• [STATED GOAL]: Could you extract every entry below and reproduce it exactly?

• [ENTRIES SHOWN]:
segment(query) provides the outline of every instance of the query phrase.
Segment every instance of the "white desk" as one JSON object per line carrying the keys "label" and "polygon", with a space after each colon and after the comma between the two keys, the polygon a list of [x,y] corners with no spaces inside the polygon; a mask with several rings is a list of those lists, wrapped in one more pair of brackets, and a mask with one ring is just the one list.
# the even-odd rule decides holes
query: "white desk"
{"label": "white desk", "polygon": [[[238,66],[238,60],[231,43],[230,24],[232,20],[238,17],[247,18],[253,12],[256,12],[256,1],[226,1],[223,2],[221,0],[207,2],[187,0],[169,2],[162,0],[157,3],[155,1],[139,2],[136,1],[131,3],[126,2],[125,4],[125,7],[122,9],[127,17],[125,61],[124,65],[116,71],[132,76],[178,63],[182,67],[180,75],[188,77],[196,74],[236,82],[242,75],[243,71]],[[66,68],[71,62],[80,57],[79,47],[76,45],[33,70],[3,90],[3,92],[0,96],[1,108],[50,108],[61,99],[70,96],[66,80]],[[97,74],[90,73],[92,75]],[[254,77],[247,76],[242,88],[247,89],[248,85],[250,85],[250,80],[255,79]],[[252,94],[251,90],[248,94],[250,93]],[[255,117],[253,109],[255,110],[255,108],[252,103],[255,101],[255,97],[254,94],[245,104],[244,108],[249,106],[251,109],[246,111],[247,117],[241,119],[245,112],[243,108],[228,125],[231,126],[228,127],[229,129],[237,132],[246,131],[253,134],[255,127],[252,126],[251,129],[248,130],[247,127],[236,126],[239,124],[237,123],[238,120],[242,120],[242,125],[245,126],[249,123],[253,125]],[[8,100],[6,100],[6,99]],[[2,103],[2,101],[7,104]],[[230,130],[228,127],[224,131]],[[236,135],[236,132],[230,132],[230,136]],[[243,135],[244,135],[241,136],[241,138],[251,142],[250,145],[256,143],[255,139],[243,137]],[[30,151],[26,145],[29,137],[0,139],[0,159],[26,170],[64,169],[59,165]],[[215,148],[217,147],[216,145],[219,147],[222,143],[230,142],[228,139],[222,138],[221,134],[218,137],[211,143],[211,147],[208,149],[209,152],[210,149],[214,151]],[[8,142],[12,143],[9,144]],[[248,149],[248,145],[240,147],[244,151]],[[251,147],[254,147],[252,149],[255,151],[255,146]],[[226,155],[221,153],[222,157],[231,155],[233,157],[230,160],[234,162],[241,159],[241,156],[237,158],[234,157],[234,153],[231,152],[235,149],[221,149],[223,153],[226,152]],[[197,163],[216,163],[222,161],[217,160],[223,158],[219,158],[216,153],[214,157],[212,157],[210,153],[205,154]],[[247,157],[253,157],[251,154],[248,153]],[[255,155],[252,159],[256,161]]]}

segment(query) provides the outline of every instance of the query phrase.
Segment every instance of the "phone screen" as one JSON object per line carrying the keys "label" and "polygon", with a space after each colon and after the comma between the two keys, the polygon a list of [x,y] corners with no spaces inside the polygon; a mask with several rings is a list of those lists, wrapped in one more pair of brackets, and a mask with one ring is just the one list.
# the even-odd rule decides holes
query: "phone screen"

• [EXERCISE RESPONSE]:
segment(query) provides the outline of every instance of the query phrase.
Segment every instance of the "white desk" as one JSON object per line carrying the keys "label" and "polygon", with a space after each colon and after the comma between the two keys, the polygon a list of [x,y] corners with no spaces inside the polygon; a mask with several rings is a list of those lists, wrapped in one more pair of brackets, and a mask with one ring is just the one list.
# the even-odd rule decides holes
query: "white desk"
{"label": "white desk", "polygon": [[[238,66],[238,60],[231,43],[230,24],[232,20],[238,17],[247,18],[253,12],[256,12],[256,1],[226,1],[223,2],[221,0],[207,2],[187,0],[169,2],[162,0],[157,3],[155,1],[139,2],[136,1],[131,3],[126,2],[125,4],[125,7],[122,9],[127,17],[125,61],[124,65],[116,71],[132,76],[178,63],[182,67],[180,75],[188,77],[196,74],[236,82],[242,75],[243,71]],[[66,68],[71,62],[80,57],[79,47],[76,45],[33,70],[3,90],[3,92],[0,96],[1,108],[50,108],[61,99],[70,96],[66,80]],[[97,74],[90,73],[92,75]],[[254,77],[247,76],[242,88],[247,89],[248,85],[250,85],[250,80],[255,79]],[[252,94],[251,90],[248,94],[250,93]],[[255,117],[253,109],[255,110],[255,108],[252,103],[255,101],[255,97],[254,94],[245,104],[244,108],[249,106],[251,109],[246,111],[247,117],[241,119],[245,112],[243,108],[228,125],[231,126],[228,127],[229,129],[237,132],[246,131],[253,134],[255,127],[252,126],[251,129],[248,130],[247,127],[236,126],[239,124],[237,123],[238,120],[242,120],[242,125],[245,126],[249,123],[253,125]],[[8,100],[6,100],[6,99]],[[2,103],[2,101],[7,104]],[[230,130],[228,127],[224,131]],[[236,135],[236,132],[230,132],[230,136]],[[243,135],[244,135],[241,136],[241,138],[251,142],[250,145],[256,143],[255,139],[243,137]],[[30,151],[26,145],[29,137],[0,139],[0,159],[26,170],[64,169],[59,165]],[[215,148],[217,147],[216,145],[219,147],[222,143],[230,142],[228,139],[222,138],[221,134],[218,137],[211,143],[211,147],[208,149],[209,152],[210,149],[214,151]],[[8,142],[12,143],[9,144]],[[248,149],[248,145],[240,147],[244,151]],[[251,147],[254,147],[252,149],[255,151],[255,146]],[[226,155],[221,153],[222,157],[231,155],[233,157],[230,160],[234,162],[241,159],[241,156],[237,158],[234,157],[234,153],[231,152],[235,149],[221,149],[223,153],[226,152]],[[197,163],[216,163],[222,161],[217,160],[223,158],[219,158],[216,153],[214,157],[212,157],[210,153],[205,154]],[[247,157],[253,157],[251,154],[248,153]],[[255,155],[252,159],[256,161]]]}

segment(query) provides the outline of every instance of the query phrase.
Segment every instance of the "phone screen" as one JSON object per line carrying the keys "label" and "polygon", with a space after each colon and after the comma between the two keys, the polygon a list of [x,y] corners with no spaces inside the polygon; a mask with several rings is a list of those lists, wrapped in one more pair of brackets, and a mask with one ring is just the one list.
# the even-odd rule decides holes
query: "phone screen"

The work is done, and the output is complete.